* [REQUIRED ACTION]: Return every line from the records below with the string "wheelbarrow".

Entries taken from a collection
┌──
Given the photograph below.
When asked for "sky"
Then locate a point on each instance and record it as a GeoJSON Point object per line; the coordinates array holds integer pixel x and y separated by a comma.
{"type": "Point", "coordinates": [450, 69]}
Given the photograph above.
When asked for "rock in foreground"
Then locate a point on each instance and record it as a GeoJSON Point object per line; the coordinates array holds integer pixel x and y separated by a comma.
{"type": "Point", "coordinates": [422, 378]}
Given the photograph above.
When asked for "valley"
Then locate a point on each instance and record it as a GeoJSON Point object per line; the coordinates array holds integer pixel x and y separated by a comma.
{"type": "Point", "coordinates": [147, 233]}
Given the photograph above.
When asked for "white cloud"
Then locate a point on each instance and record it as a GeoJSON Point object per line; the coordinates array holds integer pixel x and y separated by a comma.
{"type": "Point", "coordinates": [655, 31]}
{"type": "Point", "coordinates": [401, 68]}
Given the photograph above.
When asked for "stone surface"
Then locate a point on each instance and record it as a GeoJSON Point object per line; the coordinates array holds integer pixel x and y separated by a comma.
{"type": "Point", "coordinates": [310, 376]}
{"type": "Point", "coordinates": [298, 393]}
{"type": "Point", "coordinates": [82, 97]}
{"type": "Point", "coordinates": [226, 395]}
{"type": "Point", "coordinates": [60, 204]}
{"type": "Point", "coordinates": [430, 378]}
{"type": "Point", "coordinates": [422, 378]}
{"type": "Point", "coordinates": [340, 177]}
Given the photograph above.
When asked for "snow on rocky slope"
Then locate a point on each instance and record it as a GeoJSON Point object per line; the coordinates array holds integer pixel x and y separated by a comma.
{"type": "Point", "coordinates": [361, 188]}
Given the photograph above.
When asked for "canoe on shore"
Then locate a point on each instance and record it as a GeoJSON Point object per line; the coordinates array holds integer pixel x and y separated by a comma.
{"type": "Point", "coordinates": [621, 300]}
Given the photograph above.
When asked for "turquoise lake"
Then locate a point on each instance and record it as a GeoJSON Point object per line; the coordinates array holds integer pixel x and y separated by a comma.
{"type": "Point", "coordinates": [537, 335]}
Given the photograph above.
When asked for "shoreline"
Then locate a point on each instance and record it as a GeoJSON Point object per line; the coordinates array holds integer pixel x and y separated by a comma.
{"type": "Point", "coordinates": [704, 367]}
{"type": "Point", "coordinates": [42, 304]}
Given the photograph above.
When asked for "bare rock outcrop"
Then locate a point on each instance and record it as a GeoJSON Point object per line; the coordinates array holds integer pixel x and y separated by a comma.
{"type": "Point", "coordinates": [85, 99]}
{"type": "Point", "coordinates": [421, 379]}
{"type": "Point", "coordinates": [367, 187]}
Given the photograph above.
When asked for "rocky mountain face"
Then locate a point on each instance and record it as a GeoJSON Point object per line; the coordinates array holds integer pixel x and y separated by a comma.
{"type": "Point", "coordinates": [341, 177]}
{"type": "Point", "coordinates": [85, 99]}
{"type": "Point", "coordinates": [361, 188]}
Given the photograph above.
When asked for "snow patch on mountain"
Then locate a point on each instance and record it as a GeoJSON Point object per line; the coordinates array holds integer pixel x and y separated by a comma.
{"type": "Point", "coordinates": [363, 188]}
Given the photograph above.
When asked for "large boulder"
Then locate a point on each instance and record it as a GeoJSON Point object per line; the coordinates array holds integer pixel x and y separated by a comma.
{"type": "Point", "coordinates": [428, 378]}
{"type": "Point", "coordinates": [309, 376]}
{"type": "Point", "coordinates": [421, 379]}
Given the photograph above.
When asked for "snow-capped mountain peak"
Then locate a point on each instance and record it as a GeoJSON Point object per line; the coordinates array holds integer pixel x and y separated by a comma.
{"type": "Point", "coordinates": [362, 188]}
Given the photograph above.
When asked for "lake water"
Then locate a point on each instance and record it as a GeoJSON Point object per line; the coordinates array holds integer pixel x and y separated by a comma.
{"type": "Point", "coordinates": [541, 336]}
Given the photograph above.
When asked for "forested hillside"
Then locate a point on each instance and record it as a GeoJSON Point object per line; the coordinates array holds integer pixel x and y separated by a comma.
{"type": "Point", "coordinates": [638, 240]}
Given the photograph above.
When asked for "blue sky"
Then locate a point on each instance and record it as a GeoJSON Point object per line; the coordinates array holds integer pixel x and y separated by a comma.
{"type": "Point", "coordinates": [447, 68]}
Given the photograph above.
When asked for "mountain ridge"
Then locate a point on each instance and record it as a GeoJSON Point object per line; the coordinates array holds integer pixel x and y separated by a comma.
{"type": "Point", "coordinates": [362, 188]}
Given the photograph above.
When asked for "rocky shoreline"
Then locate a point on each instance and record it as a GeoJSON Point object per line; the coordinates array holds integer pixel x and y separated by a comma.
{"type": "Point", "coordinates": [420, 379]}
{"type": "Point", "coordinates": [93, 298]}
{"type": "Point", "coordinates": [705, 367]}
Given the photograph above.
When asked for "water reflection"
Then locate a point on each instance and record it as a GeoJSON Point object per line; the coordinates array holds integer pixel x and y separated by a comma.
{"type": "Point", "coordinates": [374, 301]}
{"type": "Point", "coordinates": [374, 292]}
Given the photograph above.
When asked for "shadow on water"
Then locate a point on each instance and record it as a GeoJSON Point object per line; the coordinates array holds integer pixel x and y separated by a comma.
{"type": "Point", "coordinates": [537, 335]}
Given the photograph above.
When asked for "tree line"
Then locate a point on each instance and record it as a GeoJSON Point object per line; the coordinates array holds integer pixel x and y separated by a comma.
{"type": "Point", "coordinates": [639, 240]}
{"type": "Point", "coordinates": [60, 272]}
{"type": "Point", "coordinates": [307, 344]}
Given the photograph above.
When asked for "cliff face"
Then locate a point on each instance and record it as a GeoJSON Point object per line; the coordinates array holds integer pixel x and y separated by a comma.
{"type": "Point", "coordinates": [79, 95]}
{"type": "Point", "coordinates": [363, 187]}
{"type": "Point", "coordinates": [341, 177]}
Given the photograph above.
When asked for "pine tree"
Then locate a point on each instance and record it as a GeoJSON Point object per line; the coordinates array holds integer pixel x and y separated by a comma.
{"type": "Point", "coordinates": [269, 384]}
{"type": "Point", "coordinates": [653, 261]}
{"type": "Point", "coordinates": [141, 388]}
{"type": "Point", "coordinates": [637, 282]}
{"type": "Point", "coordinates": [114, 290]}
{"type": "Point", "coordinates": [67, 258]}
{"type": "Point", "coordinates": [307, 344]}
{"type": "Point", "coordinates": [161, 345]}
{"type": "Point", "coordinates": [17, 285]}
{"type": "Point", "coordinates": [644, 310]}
└──
┌──
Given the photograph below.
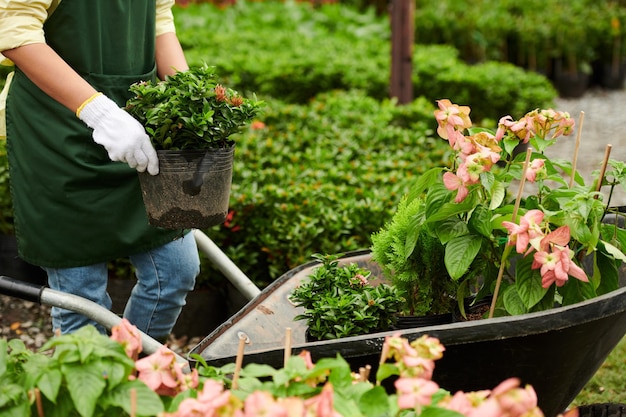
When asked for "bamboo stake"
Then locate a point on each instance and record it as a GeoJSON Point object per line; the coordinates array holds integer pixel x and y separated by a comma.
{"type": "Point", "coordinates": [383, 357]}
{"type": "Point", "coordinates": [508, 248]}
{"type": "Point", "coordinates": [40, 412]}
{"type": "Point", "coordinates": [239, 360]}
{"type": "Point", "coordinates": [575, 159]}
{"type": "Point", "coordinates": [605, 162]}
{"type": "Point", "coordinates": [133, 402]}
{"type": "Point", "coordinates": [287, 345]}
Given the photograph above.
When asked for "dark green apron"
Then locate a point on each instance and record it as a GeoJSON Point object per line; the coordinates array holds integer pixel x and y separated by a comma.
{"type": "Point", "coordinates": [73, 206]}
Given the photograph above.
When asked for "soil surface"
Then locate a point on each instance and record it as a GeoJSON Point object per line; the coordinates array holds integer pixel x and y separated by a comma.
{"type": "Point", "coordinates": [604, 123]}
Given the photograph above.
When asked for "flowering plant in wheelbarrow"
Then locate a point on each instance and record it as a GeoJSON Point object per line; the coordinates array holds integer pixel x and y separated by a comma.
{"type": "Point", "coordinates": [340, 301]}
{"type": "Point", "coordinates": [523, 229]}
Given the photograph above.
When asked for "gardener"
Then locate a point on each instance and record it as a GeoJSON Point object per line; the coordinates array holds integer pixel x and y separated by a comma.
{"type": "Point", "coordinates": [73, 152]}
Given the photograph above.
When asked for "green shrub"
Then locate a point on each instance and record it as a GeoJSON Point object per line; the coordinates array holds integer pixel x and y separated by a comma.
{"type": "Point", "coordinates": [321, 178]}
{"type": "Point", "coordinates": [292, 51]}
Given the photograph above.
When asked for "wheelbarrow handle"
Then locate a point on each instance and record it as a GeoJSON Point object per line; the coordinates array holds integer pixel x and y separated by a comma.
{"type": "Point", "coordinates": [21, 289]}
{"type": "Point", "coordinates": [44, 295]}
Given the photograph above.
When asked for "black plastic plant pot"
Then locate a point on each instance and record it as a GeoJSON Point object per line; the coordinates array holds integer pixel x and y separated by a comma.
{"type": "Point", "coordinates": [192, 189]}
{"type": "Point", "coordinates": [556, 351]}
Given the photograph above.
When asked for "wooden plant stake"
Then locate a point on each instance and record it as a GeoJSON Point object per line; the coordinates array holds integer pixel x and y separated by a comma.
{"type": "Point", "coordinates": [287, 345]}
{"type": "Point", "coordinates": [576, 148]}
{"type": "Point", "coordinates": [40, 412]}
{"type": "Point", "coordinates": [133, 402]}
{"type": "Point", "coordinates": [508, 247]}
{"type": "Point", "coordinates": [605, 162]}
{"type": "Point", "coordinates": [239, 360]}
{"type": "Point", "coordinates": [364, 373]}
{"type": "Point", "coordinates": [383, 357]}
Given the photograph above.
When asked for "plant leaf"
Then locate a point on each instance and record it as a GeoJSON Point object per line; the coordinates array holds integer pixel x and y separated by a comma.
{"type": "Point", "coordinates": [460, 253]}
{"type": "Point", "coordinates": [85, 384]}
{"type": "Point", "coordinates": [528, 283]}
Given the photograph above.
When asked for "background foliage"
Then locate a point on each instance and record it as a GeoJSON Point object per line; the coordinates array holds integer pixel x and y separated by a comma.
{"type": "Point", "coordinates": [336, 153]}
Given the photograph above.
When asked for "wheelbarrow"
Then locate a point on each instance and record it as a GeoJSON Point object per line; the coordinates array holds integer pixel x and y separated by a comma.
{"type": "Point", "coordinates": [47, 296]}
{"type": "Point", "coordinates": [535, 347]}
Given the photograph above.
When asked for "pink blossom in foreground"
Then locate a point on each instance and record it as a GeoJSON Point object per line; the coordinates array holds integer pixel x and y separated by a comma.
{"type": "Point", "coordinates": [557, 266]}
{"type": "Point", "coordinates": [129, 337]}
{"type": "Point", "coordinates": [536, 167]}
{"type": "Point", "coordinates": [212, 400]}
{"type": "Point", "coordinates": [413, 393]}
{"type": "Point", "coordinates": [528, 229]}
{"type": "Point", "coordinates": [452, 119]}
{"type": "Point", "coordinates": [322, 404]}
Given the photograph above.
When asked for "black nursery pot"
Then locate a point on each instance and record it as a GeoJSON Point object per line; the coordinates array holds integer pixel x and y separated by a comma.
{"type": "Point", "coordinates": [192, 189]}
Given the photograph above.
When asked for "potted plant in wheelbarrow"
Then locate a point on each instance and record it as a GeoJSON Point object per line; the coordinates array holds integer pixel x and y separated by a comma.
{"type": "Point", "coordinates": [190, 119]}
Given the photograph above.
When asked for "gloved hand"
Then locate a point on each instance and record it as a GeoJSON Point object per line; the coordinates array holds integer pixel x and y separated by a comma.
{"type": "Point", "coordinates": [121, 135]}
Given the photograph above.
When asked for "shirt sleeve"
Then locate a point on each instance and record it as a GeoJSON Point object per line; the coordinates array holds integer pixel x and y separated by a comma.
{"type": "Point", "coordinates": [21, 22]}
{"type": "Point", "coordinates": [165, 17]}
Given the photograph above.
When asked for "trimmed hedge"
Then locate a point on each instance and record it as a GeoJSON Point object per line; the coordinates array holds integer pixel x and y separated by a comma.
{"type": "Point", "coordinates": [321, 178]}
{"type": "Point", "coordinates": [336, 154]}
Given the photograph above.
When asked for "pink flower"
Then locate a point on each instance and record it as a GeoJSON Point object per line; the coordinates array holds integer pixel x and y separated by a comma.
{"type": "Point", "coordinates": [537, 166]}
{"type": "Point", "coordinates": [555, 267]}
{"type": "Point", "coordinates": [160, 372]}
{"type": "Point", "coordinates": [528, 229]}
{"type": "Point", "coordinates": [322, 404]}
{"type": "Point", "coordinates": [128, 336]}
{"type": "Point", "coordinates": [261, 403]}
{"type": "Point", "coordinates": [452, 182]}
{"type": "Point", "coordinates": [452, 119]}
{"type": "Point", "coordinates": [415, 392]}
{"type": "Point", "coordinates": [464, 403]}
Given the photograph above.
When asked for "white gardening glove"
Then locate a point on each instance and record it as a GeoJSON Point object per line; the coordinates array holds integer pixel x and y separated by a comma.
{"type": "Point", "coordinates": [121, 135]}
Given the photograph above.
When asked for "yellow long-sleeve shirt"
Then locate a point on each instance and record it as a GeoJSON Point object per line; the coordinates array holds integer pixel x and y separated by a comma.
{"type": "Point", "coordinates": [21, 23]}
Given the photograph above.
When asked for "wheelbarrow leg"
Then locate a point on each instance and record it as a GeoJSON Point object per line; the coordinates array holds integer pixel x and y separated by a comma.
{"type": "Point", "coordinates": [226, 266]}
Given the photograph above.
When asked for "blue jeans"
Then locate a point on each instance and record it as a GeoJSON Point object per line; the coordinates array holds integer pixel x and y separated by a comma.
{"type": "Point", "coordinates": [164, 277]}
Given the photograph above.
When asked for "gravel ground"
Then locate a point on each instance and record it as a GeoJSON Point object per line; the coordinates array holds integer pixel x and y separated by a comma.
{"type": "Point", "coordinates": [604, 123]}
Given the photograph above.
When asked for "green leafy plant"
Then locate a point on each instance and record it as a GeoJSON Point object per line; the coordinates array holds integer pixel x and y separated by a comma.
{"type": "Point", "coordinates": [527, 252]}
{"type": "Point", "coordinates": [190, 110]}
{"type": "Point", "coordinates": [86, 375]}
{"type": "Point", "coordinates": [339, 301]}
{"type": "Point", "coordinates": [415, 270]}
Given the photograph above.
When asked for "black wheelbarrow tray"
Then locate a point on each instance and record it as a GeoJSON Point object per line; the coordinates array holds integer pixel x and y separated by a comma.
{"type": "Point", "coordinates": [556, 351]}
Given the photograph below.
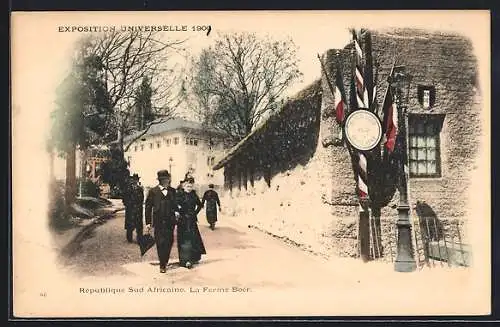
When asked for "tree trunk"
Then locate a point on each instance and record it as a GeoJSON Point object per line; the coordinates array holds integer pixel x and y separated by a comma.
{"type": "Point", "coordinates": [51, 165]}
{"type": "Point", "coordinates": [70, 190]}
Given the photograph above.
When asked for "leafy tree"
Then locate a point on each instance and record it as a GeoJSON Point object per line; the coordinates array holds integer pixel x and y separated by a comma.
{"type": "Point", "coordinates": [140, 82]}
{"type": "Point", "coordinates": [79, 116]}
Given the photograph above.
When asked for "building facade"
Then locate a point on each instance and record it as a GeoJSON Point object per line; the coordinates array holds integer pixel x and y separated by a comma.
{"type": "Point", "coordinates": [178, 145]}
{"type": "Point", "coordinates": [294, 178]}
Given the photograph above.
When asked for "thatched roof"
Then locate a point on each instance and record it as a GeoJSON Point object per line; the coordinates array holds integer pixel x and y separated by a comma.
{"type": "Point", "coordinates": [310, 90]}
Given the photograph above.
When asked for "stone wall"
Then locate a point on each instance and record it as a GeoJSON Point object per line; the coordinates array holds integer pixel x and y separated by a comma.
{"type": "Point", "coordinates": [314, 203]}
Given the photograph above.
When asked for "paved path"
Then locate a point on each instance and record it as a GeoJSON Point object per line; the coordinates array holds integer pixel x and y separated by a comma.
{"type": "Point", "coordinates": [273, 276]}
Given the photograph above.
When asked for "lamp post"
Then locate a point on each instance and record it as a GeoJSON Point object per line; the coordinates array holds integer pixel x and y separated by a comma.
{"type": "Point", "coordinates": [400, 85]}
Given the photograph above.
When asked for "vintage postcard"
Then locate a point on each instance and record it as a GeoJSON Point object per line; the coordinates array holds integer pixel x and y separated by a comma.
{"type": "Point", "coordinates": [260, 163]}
└──
┌──
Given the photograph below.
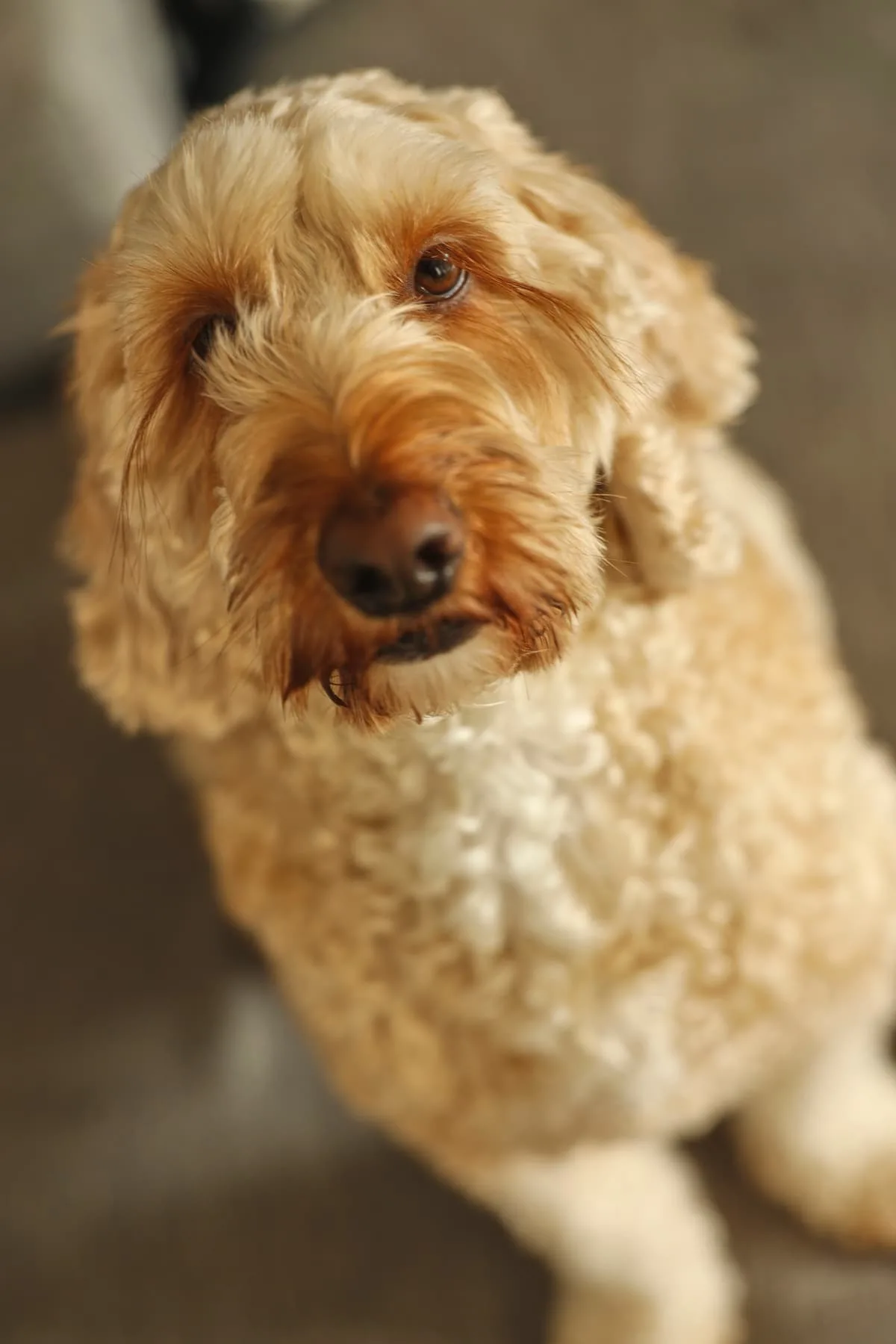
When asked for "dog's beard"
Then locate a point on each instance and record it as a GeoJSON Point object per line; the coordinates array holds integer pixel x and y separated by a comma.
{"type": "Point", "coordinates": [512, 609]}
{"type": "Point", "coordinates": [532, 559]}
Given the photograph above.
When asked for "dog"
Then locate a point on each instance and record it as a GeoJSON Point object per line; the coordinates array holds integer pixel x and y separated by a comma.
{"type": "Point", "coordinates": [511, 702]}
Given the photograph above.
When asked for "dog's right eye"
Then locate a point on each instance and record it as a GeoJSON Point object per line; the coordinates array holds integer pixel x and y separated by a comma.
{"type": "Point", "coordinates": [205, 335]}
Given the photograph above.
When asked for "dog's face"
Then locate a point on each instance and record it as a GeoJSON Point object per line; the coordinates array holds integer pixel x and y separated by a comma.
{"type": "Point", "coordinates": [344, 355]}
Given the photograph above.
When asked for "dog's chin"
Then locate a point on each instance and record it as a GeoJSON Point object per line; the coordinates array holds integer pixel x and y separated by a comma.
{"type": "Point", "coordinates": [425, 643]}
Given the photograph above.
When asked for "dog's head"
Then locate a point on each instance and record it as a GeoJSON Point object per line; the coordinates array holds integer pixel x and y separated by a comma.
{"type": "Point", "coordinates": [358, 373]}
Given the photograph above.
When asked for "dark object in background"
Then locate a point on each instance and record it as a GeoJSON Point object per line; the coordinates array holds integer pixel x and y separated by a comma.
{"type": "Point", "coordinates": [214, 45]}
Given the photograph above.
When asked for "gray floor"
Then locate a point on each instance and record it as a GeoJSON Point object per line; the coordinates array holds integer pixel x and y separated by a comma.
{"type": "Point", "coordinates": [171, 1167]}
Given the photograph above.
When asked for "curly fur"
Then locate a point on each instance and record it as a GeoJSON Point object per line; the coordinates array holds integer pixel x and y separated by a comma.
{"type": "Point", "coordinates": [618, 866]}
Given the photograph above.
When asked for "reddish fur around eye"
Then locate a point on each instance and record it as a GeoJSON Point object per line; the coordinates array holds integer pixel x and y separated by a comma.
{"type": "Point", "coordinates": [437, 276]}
└──
* [REPLY]:
When asked for "flowering plant in wheelbarrow"
When asked for "wheelbarrow handle"
When asked for "wheelbarrow"
When asked for "potted plant in wheelbarrow"
When asked for "wheelbarrow leg"
When asked for "black wheelbarrow tray"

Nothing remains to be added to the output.